# start of Source

The premiere of Gershwin’s Rhapsody in Blue in February 1924 was a career-making event for the young composer. Gershwin was successful as a songwriter, and he and his lyricist brother Ira were already recognized as a great Broadway team. The Rhapsody was played on part of a lengthy concert staged by bandleader Paul Whiteman, and was clearly the hit of the concert. Among the musical notables present was Walter Damrosch, conductor of the New York Symphony Orchestra. Damrosch almost immediately approached Gershwin with a commission for a new work to be titled New York Concerto. Gershwin accepted of course, but the prospect of writing a concerto was daunting. In particular, he was inexperienced in orchestration—this was something that he nearly always delegated in his Broadway scores, and Whiteman’s staff arranger Ferde Grofé had done nearly all of the orchestration for Rhapsody in Blue. But Gershwin, who worked all his life for respectability in the world of what he termed “serious” music, had something to prove, later writing: “Many persons had thought that the Rhapsody was only a happy accident. Well, I went out, for one thing, to show them that there was more where that came from.” Gershwin worked on the concerto through the summer and fall of 1925, spending as much time on it as he could afford. (He was also writing two different Broadway shows at the same time.) Among other things, he was determined to orchestrate the piece himself.

 

Gershwin was the soloist at the premiere performance on December 3, 1925, in Carnegie Hall. A name change—from New York Concerto to the more academic Concerto in F—was Gershwin’s idea, and seems to have reflected his desire for acceptance as a Classical composer. Reviews ranged from enthusiastic to condescending to hostile, and Gershwin suffered a brutal post-concert snub by Russian composer Alexander Glazunov, whose fifth symphony was on the same program. They met backstage and Gershwin enthusiastically expressed a desire to study orchestration with Glazunov. Glazunov frostily replied (through a translator) that Gershwin hadn’t even mastered the basics of counterpoint. However, Damrosch was delighted with the piece and so were audiences. The Concerto in F, a far more ambitious work than the Rhapsody, has become the most successful of all American piano concertos.

 

What You’ll Hear

The concerto is laid out in three movements:

   • An opening movement set in sonata form.

   • A bluesy slow movement.

# end of Source

→ Exercise instructions:
a) Name each person mentioned in the Gershwin concerto text other than the composer himself.
b) According to the Gershwin concerto text, on what date and in what venue did the Concerto in F premiere?
c) Write the next part of the Gershwin concerto text, picking up after its final line.
The lines that come after this have nothing to do with the Gershwin concerto text.

# start of Source excerpt

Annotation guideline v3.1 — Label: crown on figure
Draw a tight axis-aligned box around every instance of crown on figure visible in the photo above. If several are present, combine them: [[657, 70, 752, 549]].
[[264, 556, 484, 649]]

# end of Source excerpt

→ Answer list:
a) Ira, Paul Whiteman, Walter Damrosch, Ferde Grofé, Alexander Glazunov

b) December 3, 1925, in Carnegie Hall.

c)
   • A fierce finale, which brings back reminiscences of the previous two moments

 

Many critics immediately placed the label “jazz concerto” on the work, but Gershwin resisted this, arguing that the work used “...certain jazz rhythms which are worked out in a more or less symphonic manner.” There are certainly moments that refer to 1920s jazz—the muted trumpet in the second movement or the dance rhythms of the first—but the concerto’s musical form owes more to the classical concerto than to jazz. The opening movement (Allegro) is in a rigorously classical sonata form, beginning with an exposition that carefully lays out the main thematic material. The themes themselves are clearly influenced by jazz, however: a syncopated melody that uses the rhythm of the “Charleston”—the most popular dance of the day—and a lighter, highly syncopated theme. In the development section, strings introduce a lush new idea that is given a broad treatment by the piano and orchestra. The main themes of the opening return, now with flashy piano ornamentation, and the movement ends with a brilliant coda.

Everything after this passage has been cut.